STUDY TEXT:
-------------------------

Two individuals examining an NVIDIA-branded server unit in an office setting with a motivational quote on the wall.

From Musk to Mass Demand: How NVIDIA’s First AI Supercomputer Went from Rejected to Unstoppable

NVIDIA CEO Jensen Huang recently made a surprising appearance on The Joe Rogan Experience, and one story in particular has been turning heads across the tech world: when NVIDIA unveiled its first DGX-1 AI supercomputer, interest from the market was almost nonexistent. According to Huang, the company invested billions into building the DGX-1, believing it would become the foundation for modern AI computing. But after the announcement, he says the response was basically silence.

Huang recalled that when DGX-1 was introduced, there were no purchase orders and no rush of customers eager to try it. At the time, most organizations were still focused on traditional, CPU-based computing for their workloads. GPU-accelerated AI infrastructure wasn’t yet viewed as essential, and the idea of buying a purpose-built AI machine seemed unnecessary to many.

That is, until Elon Musk showed interest.

Huang says Musk was the first person who truly recognized what NVIDIA was building. Musk reportedly told him he had an organization that could really use a system like DGX-1: an AI-focused nonprofit. That nonprofit was OpenAI in its early days. Huang described how he boxed up a DGX-1 and personally delivered it to Musk in San Francisco back in 2016—effectively making Musk the first major customer for NVIDIA’s DGX AI platform.

-------------------------

[Dataset records]

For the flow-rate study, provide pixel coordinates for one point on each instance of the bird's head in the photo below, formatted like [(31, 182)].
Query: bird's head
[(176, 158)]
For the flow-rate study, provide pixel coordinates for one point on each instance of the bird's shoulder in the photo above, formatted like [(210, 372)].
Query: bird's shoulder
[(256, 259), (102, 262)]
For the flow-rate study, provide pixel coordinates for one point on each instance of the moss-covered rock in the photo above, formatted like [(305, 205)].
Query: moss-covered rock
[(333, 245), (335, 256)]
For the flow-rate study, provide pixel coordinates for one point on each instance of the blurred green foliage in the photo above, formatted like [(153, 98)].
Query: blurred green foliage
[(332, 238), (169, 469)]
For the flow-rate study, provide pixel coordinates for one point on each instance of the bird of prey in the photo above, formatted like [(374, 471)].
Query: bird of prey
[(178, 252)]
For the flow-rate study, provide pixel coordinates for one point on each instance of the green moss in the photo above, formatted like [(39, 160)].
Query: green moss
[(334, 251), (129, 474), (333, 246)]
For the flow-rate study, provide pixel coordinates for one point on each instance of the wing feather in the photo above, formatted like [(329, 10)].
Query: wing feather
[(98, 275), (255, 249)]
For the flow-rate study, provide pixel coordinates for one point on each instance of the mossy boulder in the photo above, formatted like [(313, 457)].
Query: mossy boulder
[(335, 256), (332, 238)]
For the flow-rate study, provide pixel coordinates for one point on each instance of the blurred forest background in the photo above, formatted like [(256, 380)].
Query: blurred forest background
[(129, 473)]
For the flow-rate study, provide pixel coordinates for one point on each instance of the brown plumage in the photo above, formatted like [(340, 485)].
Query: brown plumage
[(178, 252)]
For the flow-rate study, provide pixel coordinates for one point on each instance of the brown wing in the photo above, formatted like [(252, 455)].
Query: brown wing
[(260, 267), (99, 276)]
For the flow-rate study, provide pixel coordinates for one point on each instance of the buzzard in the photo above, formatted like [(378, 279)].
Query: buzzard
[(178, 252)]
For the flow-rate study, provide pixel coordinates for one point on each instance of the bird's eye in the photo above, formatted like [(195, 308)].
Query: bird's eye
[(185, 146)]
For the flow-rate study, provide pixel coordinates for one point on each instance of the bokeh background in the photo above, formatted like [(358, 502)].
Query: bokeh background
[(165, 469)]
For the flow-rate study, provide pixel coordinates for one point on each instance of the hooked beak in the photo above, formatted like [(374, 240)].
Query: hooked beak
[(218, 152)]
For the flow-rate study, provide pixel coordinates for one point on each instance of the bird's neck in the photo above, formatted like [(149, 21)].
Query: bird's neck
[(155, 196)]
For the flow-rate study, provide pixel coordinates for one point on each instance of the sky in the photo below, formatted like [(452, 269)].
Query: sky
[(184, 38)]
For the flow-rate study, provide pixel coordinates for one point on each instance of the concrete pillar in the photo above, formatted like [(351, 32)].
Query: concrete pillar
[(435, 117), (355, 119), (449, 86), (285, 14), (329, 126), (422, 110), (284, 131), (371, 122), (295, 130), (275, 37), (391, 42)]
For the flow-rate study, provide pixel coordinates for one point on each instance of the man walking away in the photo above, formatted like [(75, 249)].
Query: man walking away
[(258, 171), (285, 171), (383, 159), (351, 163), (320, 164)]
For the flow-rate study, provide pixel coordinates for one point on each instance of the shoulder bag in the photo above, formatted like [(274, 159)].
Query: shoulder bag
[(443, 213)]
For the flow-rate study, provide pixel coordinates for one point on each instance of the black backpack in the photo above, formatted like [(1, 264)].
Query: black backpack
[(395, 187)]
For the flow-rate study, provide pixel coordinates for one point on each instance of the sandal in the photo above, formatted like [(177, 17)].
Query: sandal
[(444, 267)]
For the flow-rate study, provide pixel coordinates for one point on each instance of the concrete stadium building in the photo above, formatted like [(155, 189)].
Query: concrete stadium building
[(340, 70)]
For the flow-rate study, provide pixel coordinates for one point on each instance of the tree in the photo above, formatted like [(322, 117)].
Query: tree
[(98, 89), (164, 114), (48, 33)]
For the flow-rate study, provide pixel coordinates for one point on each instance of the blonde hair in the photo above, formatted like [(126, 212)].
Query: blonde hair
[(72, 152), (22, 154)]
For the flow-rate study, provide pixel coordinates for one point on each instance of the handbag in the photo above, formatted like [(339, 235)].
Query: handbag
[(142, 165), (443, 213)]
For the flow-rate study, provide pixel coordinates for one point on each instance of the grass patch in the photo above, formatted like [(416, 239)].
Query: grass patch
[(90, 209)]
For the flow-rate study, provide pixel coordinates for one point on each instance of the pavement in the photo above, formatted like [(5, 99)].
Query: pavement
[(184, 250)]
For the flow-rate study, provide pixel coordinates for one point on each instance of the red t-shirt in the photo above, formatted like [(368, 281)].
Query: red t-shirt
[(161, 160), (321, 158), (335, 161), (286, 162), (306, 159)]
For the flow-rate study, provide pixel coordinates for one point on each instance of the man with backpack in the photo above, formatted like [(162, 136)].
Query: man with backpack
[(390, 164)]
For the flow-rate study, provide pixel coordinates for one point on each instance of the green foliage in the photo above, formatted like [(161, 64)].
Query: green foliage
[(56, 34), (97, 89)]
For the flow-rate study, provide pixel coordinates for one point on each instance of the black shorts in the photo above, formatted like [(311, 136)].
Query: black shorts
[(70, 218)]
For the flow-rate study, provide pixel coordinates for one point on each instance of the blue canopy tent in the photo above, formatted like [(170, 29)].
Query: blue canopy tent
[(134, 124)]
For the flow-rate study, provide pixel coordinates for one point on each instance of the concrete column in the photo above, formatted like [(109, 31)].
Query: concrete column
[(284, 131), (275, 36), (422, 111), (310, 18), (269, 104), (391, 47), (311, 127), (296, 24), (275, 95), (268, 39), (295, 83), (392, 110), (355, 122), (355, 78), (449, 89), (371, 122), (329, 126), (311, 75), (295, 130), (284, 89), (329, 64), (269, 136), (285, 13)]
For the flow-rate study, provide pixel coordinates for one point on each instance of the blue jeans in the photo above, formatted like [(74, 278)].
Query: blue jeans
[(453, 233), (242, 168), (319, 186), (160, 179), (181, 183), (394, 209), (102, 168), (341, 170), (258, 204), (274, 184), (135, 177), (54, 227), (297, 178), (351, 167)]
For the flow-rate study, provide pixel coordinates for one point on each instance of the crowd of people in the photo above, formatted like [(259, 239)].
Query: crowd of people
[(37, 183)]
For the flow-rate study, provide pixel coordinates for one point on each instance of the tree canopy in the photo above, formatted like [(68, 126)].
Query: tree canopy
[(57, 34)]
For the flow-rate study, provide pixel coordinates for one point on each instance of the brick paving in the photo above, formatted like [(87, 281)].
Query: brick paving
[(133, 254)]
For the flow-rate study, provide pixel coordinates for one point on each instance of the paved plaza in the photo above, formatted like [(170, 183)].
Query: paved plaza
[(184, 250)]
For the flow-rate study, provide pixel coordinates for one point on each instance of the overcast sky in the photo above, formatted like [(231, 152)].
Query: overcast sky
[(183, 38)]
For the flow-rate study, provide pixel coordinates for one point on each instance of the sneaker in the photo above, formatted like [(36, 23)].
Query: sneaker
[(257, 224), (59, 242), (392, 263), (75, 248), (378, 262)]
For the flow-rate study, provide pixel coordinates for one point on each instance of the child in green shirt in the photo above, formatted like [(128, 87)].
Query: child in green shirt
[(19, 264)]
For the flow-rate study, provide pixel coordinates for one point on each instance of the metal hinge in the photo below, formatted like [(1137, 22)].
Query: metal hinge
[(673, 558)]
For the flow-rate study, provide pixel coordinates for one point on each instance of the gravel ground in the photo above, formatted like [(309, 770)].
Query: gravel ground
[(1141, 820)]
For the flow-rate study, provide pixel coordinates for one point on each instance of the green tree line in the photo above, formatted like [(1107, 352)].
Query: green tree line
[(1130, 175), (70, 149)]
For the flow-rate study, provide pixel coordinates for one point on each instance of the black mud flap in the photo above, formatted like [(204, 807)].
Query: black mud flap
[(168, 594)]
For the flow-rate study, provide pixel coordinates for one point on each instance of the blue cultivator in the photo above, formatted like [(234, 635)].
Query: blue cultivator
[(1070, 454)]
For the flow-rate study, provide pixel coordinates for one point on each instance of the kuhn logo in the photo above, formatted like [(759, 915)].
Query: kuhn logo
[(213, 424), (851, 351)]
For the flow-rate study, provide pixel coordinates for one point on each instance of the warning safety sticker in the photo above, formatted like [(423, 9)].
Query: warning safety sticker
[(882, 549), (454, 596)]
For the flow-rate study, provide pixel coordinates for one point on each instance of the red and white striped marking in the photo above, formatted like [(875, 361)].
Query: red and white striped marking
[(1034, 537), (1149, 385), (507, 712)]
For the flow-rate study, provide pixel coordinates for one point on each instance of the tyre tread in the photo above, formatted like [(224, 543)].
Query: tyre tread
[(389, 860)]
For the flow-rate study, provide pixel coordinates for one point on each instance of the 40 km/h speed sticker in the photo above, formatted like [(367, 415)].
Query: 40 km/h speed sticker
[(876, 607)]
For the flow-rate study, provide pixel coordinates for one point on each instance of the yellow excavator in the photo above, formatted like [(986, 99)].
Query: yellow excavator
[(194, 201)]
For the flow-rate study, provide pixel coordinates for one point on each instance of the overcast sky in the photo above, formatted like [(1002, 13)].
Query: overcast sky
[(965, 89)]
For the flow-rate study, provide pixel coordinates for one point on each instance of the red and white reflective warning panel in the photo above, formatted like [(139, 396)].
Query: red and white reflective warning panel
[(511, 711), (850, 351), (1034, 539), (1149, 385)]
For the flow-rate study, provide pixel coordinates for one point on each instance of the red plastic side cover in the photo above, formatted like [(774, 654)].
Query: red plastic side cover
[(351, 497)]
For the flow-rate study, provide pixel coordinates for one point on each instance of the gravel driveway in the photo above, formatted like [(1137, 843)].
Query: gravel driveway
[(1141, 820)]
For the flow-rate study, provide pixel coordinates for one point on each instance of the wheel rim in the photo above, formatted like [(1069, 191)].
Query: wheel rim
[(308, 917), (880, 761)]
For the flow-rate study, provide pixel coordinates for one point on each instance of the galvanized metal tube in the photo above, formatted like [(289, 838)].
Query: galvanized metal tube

-------------------------

WORK TASK 1: Condense the paragraph of the DGX-1 article beginning "Huang recalled that when DGX-1 was introduced" into a short bulleted list that keeps its main facts.
WORK TASK 2: Carry on the article about NVIDIA's first DGX-1 AI supercomputer, starting after its final sentence.

YOUR RESPONSE 1:
- When DGX-1 was introduced, there were no purchase orders and no rush of customers to try it.
- Most organizations were still focused on traditional, CPU-based computing for their workloads.
- GPU-accelerated AI infrastructure was not yet viewed as essential.
- Many considered buying a purpose-built AI machine unnecessary.

YOUR RESPONSE 2:
Looking back, that early adoption became a pivotal moment in the broader AI revolution that would accelerate in the years that followed. At a time when AI compute wasn’t taking center stage, Musk’s decision gave NVIDIA a crucial validation point: someone with a big vision saw immediate value in GPU-powered AI infrastructure. That kind of real-world endorsement helped reinforce NVIDIA’s long-term direction in data center and AI computing.

Huang also touched on NVIDIA’s humble beginnings and how dramatically things have changed since those early DGX-1 days. Today, demand for NVIDIA AI systems has surged to extraordinary levels, with businesses and institutions racing to build out data centers and AI infrastructure. NVIDIA’s platforms now span multiple generations of AI computing technologies, and the company is preparing to launch its next wave of AI systems in the near future as the industry’s appetite for compute continues to grow.

The story is striking because it highlights how revolutionary technologies often look unnecessary—until the world catches up. And in this case, Huang’s account suggests Elon Musk saw the future of AI computing before almost anyone else was ready to buy into it.